** start of Supplied records **
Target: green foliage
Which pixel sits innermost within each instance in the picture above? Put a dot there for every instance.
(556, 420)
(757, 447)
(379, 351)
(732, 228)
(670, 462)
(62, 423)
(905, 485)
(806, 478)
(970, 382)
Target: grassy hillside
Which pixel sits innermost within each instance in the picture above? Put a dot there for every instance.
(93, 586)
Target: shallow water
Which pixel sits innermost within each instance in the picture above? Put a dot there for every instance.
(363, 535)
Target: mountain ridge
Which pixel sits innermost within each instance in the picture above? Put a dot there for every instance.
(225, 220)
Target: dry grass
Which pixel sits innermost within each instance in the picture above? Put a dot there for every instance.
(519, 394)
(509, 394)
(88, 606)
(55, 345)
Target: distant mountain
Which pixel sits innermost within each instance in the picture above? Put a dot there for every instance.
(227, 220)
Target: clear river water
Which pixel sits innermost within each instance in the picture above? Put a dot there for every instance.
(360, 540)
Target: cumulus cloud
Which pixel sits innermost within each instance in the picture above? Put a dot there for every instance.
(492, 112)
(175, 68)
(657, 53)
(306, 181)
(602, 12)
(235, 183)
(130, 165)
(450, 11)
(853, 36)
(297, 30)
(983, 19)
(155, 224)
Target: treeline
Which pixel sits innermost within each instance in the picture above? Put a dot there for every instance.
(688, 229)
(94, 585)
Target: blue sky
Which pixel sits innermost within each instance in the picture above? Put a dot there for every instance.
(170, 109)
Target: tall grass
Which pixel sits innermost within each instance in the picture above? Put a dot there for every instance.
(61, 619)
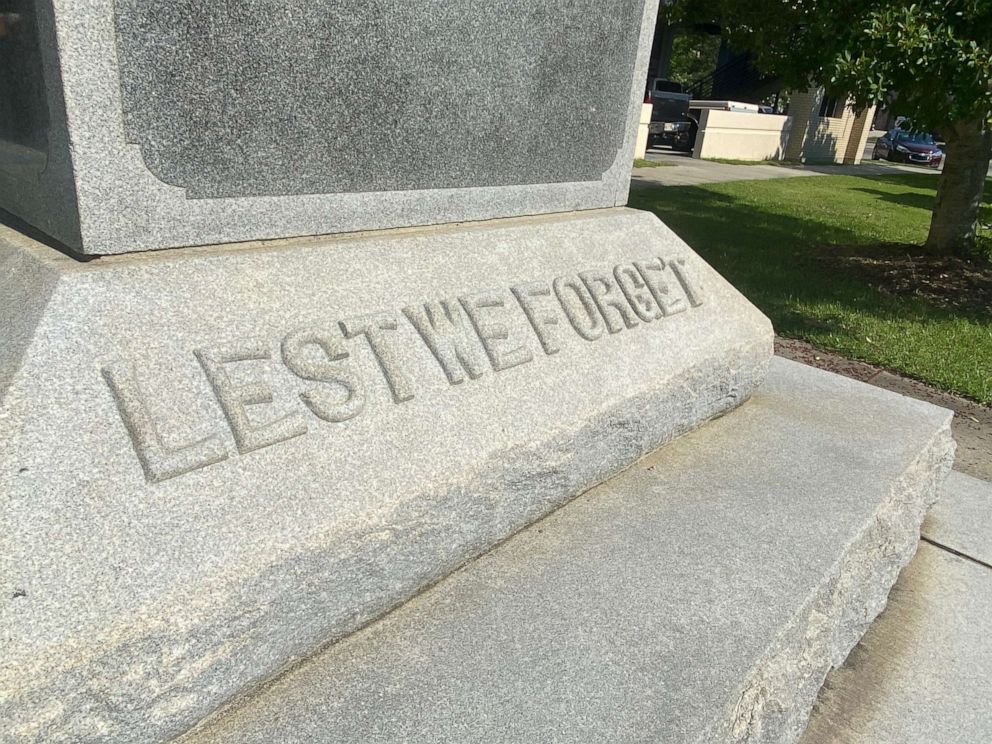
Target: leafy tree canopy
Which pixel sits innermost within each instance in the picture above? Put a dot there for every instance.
(936, 54)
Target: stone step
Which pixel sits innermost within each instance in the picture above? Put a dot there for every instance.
(923, 672)
(700, 596)
(216, 461)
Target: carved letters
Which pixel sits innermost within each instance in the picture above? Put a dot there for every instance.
(468, 337)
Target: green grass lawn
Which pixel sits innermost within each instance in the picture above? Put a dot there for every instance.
(763, 237)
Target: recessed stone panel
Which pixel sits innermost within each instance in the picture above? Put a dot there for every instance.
(254, 97)
(216, 461)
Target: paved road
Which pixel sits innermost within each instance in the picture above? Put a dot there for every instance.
(685, 170)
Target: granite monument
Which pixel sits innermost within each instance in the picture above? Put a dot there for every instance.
(219, 459)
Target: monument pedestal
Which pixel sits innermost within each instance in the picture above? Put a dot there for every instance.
(700, 596)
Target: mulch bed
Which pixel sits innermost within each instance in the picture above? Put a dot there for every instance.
(904, 270)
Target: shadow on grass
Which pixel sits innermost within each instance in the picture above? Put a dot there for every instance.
(912, 199)
(772, 257)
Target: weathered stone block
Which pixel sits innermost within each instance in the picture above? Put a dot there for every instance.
(700, 597)
(216, 460)
(167, 124)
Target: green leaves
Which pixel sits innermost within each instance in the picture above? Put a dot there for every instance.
(936, 55)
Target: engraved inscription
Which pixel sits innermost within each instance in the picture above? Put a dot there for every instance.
(449, 336)
(481, 308)
(234, 399)
(612, 305)
(467, 336)
(327, 405)
(373, 327)
(539, 319)
(579, 307)
(158, 461)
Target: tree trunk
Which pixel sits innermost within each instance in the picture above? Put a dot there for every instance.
(959, 193)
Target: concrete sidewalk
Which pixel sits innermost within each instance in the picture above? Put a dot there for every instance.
(684, 170)
(923, 672)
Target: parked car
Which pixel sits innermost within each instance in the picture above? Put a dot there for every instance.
(671, 124)
(908, 147)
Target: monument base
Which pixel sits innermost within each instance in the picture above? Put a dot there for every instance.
(701, 596)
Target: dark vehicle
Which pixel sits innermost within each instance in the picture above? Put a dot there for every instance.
** end of Supplied records **
Repeat all the records above exactly, leaving out any pictures.

- Full solution -
Target: green foliage
Which pixel sits innermost within each instance in the picture above? Put a dot there for every instance.
(556, 420)
(757, 447)
(379, 351)
(732, 228)
(670, 462)
(62, 423)
(905, 485)
(806, 478)
(970, 382)
Target: grassy hillside
Which pixel sits innermost within each instance in the picture above? Put a dot there for every instance.
(93, 586)
Target: shallow water
Which pixel sits innermost within each instance in the picture above? Put a dot there for every instance.
(363, 535)
Target: mountain ridge
Which pixel sits innermost within each instance in the picture above? Put a dot there for every instance.
(225, 220)
Target: dry grass
Which pixel sits innermost within each instance in the picture above? Put a dot there for every instance.
(519, 394)
(509, 394)
(88, 606)
(55, 345)
Target: distant mountain
Which pixel sits innermost within each instance in the picture above? Put a dot there for every instance.
(227, 220)
Target: clear river water
Which pixel sits innermost within each instance in the picture above? Put a dot there for every instance.
(360, 540)
Target: cumulus cloud
Which pixel sits innermost within each instance in the picture above? Put a dot there for every instance.
(492, 112)
(175, 68)
(657, 53)
(306, 181)
(602, 12)
(235, 183)
(130, 165)
(450, 11)
(853, 36)
(297, 30)
(983, 19)
(155, 224)
Target: treeline
Which pixel sits innermost within each instance in the picture above? Put a dot there for every instance.
(688, 229)
(94, 585)
Target: blue sky
Which pixel sits innermost within each instance in the picture above? Put a dot there for every instance.
(170, 109)
Target: tall grass
Which pixel sits innermost within each instance in the picture above? Put a dot there for every instance.
(61, 619)
Target: leafy tree canopy
Which pixel sits innermost within each instance in the picture above? Put a dot there for every instance.
(936, 54)
Target: stone step
Which pixel sits innermost within each instance in the picture above? Put a dot there for every instance.
(923, 672)
(700, 596)
(216, 461)
Target: carved letters
Which pixel sits innermost within each instance in the picture above? Put a dot there for every instance.
(468, 337)
Target: green grass lawn
Which pixel sits innermost within each instance in the picture above? Put a dot there for every instance.
(763, 237)
Target: recessed stone panel
Which pixel sits innermost within each instance in the picture above? Put a dot there for every instance.
(254, 97)
(216, 461)
Target: paved road
Which pixel sits innermost within each instance in the picture above? Put a dot there for every instance.
(685, 170)
Target: granite monument
Which pixel sits innermost within each instance in the picture above? Put a dot there for every instance.
(219, 459)
Target: monument pedestal
Which pixel sits innermost within each instance in the picture above? Put a dot there for every instance.
(700, 596)
Target: mulch bed
Which pixel sits innermost within each instance in the picture above? Put a dot there for every instance.
(904, 270)
Target: shadow on grass
Which pixel sits innermost within each instance in the picture above? Put a dot there for every instance.
(912, 199)
(772, 257)
Target: weathered stone block
Which pixel sits innermost within each instance in the picture above? Put a dot there for every instance.
(700, 597)
(216, 460)
(167, 124)
Target: green leaves
Which pixel sits innermost within each instance in the picture above? Put a dot there for every instance.
(936, 55)
Target: engraved inscription
Which pixel sits innermost within each instance in the picture above? Put a dot there for every instance.
(449, 336)
(481, 308)
(234, 399)
(612, 305)
(467, 336)
(327, 405)
(373, 327)
(539, 319)
(579, 307)
(158, 461)
Target: tree trunk
Which pixel sits innermost within each instance in the picture above? Put a dot there for every instance.
(959, 193)
Target: concrete sidewalk
Which pixel sits innermost within each instance in the picture above? Put a dot there for every instance.
(684, 170)
(923, 672)
Target: parked car
Which pixel sits innermost within each instance in the picture above? Put a dot there for every instance.
(671, 124)
(908, 147)
Target: monument base
Which pixel sits innermost within each instance in the picture above? Put a dot there for every instance.
(701, 596)
Target: dark vehicle
Which pixel sits innermost within each instance in the picture above? Put a dot there for every instance.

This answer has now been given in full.